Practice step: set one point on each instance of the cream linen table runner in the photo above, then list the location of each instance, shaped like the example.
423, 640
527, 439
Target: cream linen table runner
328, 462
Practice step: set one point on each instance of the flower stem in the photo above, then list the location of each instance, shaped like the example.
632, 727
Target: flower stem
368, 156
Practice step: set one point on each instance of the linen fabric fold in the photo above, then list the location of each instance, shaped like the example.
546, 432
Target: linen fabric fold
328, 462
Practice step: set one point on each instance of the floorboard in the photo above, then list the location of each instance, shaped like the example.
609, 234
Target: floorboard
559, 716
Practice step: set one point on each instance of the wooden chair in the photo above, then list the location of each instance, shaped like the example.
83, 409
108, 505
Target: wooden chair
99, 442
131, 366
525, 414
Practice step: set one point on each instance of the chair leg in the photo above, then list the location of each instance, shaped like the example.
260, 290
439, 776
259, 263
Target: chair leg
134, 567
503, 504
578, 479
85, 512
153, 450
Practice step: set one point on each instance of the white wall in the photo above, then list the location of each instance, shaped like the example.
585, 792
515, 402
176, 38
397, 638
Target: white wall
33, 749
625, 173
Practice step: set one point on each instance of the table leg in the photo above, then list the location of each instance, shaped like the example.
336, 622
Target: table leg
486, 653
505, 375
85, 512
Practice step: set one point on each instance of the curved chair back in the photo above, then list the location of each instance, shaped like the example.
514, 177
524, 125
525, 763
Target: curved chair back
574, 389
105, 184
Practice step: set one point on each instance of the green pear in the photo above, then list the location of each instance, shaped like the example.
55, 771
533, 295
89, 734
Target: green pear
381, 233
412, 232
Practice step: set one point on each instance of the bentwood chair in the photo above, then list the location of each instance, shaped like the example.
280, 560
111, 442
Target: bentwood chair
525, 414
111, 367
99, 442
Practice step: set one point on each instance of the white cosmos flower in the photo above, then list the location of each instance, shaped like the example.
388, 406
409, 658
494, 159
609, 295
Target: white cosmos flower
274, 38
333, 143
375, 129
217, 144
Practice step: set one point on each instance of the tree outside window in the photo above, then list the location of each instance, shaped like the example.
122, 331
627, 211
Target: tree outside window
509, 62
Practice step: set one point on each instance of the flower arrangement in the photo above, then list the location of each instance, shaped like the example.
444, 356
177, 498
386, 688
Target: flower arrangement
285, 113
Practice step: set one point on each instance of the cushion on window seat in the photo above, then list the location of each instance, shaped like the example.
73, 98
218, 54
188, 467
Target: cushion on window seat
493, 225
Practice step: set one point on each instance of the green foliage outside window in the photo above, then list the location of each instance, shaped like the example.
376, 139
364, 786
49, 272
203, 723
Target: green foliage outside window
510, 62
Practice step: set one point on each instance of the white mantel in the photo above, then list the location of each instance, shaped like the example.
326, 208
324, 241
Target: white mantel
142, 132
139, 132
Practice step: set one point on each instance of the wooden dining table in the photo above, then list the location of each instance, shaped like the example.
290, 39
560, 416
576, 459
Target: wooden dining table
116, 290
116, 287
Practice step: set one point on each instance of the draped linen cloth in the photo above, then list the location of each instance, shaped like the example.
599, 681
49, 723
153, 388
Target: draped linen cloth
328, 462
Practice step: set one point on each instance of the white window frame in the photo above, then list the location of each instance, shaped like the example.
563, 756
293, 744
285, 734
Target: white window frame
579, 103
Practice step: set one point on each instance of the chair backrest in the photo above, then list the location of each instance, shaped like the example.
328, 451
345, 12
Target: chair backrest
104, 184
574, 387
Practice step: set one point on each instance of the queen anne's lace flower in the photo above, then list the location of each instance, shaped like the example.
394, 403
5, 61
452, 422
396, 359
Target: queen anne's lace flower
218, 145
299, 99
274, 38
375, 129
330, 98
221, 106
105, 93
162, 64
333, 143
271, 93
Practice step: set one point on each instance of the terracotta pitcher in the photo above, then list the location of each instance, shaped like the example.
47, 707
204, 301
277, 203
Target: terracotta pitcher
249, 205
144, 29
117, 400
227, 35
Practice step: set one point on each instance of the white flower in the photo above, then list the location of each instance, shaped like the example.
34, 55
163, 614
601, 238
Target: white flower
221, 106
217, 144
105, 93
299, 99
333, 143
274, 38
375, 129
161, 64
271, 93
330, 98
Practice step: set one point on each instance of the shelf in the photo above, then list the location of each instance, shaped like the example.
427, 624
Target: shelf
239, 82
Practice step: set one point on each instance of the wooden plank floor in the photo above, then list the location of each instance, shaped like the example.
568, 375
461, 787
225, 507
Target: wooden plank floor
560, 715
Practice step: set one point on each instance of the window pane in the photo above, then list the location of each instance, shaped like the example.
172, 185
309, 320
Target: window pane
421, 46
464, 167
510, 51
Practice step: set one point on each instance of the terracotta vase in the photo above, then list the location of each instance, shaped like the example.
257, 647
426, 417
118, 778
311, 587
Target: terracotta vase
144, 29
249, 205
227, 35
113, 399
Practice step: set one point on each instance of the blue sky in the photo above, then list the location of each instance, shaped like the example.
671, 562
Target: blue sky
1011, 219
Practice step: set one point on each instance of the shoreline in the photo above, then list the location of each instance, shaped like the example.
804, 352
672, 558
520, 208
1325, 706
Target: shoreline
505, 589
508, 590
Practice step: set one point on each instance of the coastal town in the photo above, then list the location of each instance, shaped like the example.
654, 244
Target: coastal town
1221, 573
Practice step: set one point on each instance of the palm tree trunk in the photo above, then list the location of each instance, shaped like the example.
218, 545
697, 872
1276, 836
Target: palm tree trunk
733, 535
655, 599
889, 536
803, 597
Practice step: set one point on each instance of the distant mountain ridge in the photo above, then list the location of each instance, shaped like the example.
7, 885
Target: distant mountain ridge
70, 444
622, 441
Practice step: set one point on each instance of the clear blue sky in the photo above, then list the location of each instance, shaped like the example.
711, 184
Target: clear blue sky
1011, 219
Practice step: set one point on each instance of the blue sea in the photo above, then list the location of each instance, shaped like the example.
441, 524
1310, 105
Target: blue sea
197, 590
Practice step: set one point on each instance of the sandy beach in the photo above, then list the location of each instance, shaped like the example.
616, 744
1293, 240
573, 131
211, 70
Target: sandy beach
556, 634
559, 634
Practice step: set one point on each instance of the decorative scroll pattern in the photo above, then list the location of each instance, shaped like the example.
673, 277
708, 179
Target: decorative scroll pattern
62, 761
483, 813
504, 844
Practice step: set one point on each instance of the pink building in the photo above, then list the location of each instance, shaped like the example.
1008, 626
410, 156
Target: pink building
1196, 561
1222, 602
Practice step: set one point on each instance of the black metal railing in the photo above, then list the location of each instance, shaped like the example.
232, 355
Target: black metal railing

++++++

> Written exercise
Include both ends. Return the line holding "the blue sea" and all lines after it in the records above, exactly as written.

> Output of the exercise
Practice step: set one point on each instance of the blue sea in the photo above, then list the location of each instance, shaped like the example.
441, 524
1310, 105
Target: blue sea
197, 590
Practice step: set one point on each instance of the sandy beach in the photo above, then list the location of each instance, shaped like the example.
616, 744
1293, 240
573, 131
211, 70
Target: sandy beach
556, 634
559, 634
Practice step: set one point on each instance of the decorative scroll pattern in the photo above, then list the location of each instance, shaped like the example.
673, 277
708, 179
Target: decorative scroll pattern
62, 761
483, 813
504, 844
Practice step: set one point on each instance of the pink building in the photo above, then list the location of each instance, shaped like the example.
1008, 626
410, 156
Target: pink building
1196, 561
1222, 602
Practice step: set one point on each instance of the black metal railing in the photo above, then list the location of each instance, shaped like the example.
232, 355
Target: black metal railing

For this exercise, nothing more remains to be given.